5. High Resolution (30-Second Granularity)

bash
logchef sql "SELECT toStartOfInterval(_timestamp, INTERVAL 30 SECOND) as ts,
  count() as logs
FROM DATABASE.TABLE
WHERE _timestamp >= 'YYYY-MM-DD HH:MM:SS'
  AND _timestamp <= 'YYYY-MM-DD HH:MM:SS'
GROUP BY ts ORDER BY ts" -t TEAM -S SOURCE

6. Multiple Conditions with countIf

bash
logchef sql "SELECT toStartOfMinute(_timestamp) as ts,
  countIf(msg ILIKE '%error%') as errors,
  countIf(msg ILIKE '%timeout%') as timeouts,
  countIf(msg ILIKE '%connection%refused%') as conn_refused
FROM DATABASE.TABLE
WHERE _timestamp >= 'YYYY-MM-DD HH:MM:SS'
  AND _timestamp <= 'YYYY-MM-DD HH:MM:SS'
GROUP BY ts ORDER BY ts" -t TEAM -S SOURCE

7. Log Level Distribution

bash
logchef sql "SELECT level, count() as cnt
FROM DATABASE.TABLE
WHERE _timestamp >= now() - INTERVAL 1 HOUR
GROUP BY level ORDER BY cnt DESC" -t TEAM -S SOURCE

8. Error Messages Breakdown

bash
logchef sql "SELECT
  extractAll(msg, 'error[: ]([^,\n]+)')[1] as error_type,
  count() as cnt
FROM DATABASE.TABLE
WHERE _timestamp >= now() - INTERVAL 1 HOUR
  AND msg ILIKE '%error%'
GROUP BY error_type
ORDER BY cnt DESC
LIMIT 20" -t TEAM -S SOURCE

Investigation Workflows

1. Initial Triage

bash
# Get log volume pattern
logchef sql "SELECT toStartOfMinute(_timestamp) as ts, count() as logs
FROM DATABASE.TABLE
WHERE _timestamp >= 'START_TIME'
  AND _timestamp <= 'END_TIME'
GROUP BY ts ORDER BY ts" -t TEAM -S SOURCE

# Look for cliff (sudden drop) or spike (sudden increase)

2. Error Analysis

bash
# Count errors by minute
logchef sql "SELECT toStartOfMinute(_timestamp) as ts, count() as errors
FROM DATABASE.TABLE
WHERE _timestamp >= 'START_TIME'
  AND _timestamp <= 'END_TIME'
  AND msg ILIKE '%error%'
GROUP BY ts ORDER BY ts" -t TEAM -S SOURCE

# Sample actual errors (always limit raw log pulls)
logchef query 'msg~"error"' \
  -t TEAM -S SOURCE \
  --from "START_TIME" \
  --to "END_TIME" \
  --limit 20  # Never omit --limit

3. Cross-Service Correlation

bash
# Check multiple services at once
logchef sql "SELECT toStartOfMinute(_timestamp) as ts,
  countIf(service='api') as api,
  countIf(service='web') as web,
  countIf(service='worker') as worker
FROM DATABASE.TABLE
WHERE service IN ('api', 'web', 'worker')

*YOUR TASK*. Extend the logchef query guide above, picking up right after its final line, "WHERE service IN ('api', 'web', 'worker')".

*ENTRIES PROVIDED*.
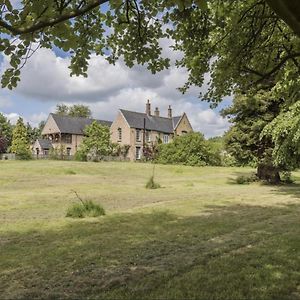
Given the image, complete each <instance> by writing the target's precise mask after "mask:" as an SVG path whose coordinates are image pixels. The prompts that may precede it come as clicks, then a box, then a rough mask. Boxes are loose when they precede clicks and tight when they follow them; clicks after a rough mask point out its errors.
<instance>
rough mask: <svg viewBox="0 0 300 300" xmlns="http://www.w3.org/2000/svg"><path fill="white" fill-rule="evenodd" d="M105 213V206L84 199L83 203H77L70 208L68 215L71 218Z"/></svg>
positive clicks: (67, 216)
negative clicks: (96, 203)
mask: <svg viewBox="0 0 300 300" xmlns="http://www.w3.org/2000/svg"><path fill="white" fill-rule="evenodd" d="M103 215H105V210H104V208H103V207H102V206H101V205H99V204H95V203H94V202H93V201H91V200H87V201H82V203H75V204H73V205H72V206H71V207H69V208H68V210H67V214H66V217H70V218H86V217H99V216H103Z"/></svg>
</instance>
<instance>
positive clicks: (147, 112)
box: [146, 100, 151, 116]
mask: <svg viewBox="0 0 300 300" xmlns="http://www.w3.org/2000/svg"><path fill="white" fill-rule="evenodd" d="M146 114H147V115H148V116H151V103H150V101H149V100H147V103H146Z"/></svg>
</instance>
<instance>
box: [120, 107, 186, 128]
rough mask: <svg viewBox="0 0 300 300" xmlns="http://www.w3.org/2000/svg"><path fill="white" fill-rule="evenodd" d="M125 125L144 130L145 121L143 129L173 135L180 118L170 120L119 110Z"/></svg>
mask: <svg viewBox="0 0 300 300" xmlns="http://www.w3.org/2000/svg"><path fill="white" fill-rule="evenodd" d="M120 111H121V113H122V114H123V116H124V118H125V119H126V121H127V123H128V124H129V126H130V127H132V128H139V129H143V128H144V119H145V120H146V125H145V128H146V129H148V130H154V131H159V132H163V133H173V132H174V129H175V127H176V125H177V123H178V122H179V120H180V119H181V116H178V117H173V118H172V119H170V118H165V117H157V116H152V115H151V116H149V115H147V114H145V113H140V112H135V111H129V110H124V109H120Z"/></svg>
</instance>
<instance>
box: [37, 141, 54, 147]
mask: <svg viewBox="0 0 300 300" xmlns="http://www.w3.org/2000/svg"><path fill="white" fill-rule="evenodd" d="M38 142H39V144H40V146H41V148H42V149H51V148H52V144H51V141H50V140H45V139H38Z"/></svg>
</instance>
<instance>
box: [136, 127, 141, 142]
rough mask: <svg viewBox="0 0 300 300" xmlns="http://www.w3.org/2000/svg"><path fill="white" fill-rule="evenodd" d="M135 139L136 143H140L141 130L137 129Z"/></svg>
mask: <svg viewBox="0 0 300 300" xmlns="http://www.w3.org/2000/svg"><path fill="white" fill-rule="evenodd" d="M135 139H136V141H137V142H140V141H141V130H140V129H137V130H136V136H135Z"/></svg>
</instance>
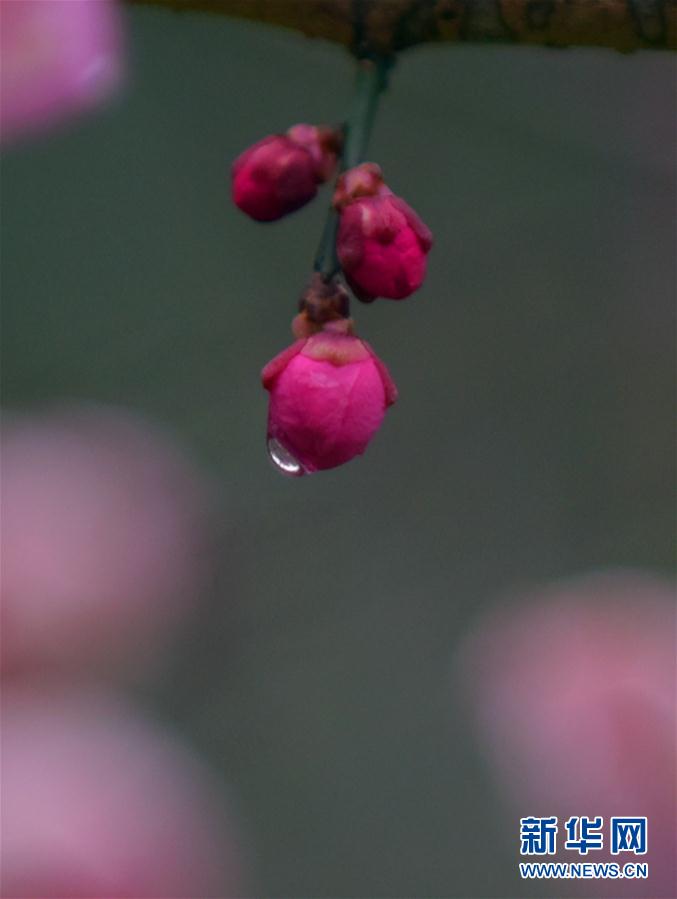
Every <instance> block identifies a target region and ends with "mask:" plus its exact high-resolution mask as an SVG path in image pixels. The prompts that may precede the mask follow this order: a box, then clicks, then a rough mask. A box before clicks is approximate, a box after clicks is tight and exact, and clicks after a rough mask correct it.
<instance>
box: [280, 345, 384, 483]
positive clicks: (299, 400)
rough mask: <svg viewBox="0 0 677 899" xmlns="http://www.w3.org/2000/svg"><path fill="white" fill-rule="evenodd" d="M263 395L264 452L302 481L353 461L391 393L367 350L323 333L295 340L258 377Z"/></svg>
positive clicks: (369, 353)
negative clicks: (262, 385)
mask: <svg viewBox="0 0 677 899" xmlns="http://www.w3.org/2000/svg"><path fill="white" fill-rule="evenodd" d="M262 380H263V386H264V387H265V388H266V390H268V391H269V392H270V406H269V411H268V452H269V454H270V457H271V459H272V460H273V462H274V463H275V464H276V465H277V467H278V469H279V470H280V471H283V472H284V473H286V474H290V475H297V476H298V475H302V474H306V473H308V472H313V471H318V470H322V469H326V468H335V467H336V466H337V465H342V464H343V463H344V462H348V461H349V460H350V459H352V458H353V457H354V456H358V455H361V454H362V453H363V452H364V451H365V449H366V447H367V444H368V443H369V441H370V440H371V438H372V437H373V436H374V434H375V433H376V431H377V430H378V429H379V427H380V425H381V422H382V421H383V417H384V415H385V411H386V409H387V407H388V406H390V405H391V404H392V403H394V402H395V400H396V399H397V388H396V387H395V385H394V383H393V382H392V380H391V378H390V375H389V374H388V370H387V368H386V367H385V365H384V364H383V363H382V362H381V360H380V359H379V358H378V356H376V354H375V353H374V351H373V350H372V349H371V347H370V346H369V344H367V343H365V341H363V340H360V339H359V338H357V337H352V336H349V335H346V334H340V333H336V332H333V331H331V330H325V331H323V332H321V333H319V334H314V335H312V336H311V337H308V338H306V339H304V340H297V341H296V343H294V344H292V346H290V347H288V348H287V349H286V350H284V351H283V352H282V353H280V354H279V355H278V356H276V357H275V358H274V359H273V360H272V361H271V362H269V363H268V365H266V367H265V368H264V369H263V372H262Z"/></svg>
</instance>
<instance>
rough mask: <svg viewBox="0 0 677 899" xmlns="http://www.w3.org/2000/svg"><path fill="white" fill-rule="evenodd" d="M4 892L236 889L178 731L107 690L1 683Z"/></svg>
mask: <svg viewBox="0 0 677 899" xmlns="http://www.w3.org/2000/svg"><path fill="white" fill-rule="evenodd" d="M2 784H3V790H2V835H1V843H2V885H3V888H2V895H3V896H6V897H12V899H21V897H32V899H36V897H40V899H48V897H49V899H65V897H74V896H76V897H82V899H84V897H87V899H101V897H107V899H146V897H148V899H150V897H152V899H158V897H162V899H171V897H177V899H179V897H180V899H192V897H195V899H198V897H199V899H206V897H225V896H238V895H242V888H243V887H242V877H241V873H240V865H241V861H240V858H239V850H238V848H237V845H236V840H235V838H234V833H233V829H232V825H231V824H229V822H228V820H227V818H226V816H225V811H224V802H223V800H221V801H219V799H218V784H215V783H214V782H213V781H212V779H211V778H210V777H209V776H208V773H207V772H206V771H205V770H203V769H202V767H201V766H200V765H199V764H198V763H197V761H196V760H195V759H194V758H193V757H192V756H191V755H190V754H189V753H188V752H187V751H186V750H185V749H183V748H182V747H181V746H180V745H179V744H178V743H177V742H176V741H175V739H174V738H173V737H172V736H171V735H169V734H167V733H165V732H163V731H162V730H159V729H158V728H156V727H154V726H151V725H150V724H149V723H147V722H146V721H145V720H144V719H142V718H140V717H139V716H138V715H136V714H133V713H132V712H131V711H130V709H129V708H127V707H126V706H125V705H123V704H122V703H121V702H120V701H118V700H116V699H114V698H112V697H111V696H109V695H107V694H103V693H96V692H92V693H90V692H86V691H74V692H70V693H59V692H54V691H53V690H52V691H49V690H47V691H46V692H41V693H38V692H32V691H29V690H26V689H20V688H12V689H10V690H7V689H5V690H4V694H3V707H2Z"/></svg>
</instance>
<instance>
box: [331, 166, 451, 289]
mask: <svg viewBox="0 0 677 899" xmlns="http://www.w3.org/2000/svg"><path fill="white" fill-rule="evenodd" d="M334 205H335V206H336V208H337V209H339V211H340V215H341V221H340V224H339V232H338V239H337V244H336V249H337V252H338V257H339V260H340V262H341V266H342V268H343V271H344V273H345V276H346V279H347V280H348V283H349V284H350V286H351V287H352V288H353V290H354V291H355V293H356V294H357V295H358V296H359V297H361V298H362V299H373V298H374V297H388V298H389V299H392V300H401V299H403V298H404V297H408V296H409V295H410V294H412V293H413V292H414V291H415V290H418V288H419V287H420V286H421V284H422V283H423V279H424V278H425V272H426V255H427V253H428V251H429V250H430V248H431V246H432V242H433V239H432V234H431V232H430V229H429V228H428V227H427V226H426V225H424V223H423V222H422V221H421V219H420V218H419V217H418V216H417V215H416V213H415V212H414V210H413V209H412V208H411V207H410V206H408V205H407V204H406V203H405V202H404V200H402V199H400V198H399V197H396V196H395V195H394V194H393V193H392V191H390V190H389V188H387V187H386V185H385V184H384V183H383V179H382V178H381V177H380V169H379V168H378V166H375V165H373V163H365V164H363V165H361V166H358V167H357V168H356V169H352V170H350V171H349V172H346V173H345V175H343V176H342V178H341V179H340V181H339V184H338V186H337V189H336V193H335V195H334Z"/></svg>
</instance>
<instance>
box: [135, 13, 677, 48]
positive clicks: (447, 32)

*RESPONSE*.
  AND _timestamp >= 'START_TIME'
  AND _timestamp <= 'END_TIME'
  AND msg ILIKE '%error%'
GROUP BY ts ORDER BY ts" -t TEAM -S SOURCE

4. Host-Level Analysis

bash
# Errors by host
logchef sql "SELECT host, count() as errors
FROM DATABASE.TABLE
WHERE _timestamp >= 'START_TIME'
  AND _timestamp <= 'END_TIME'
  AND msg ILIKE '%error%'
GROUP BY host ORDER BY errors DESC" -t TEAM -S SOURCE

5. Large Result Sets (File + Sample Pattern)

When you need to examine more logs than safe for context:

bash
# Step 1: Save to file with reasonable limit
logchef query 'level="error"' \
  -t TEAM -S SOURCE \
  --since 1h \
  --limit 1000 \
  --output jsonl > /tmp/errors.jsonl

# Step 2: Check how many we got
wc -l /tmp/errors.jsonl

# Step 3: Sample for context (only load what's needed)
head -30 /tmp/errors.jsonl

# Step 4: Search within the file if needed
grep "specific_pattern" /tmp/errors.jsonl | head -20

Common Gotchas

IssueSolution
Query timeoutNarrow time window, add more filters
No resultsCheck field names, verify time range, ask user before widening time window
Wrong timestampUse _timestamp (check your schema)
Regex not workingUse ILIKE '%pattern%' in SQL, msg~"pattern" in query
Case sensitiveUse ILIKE (case-insensitive) instead of LIKE
PerformanceAlways include time filter first
Syntax errorUse = not : for field matching
Empty results with --sinceAsk user before expanding time range; explain what was tried and propose alternatives
Field not found (e.g. user_id)Fields like user_id may be embedded in JSON msg field - use msg~"value" instead of user_id="value"

SQL Functions Reference

sql
-- Time bucketing
toStartOfMinute(_timestamp)      -- 1-minute buckets
toStartOfFiveMinutes(_timestamp) -- 5-minute buckets
toStartOfHour(_timestamp)        -- Hourly buckets
toStartOfInterval(_timestamp, INTERVAL 30 SECOND)  -- Custom interval

-- Conditional counting
countIf(condition)
sumIf(column, condition)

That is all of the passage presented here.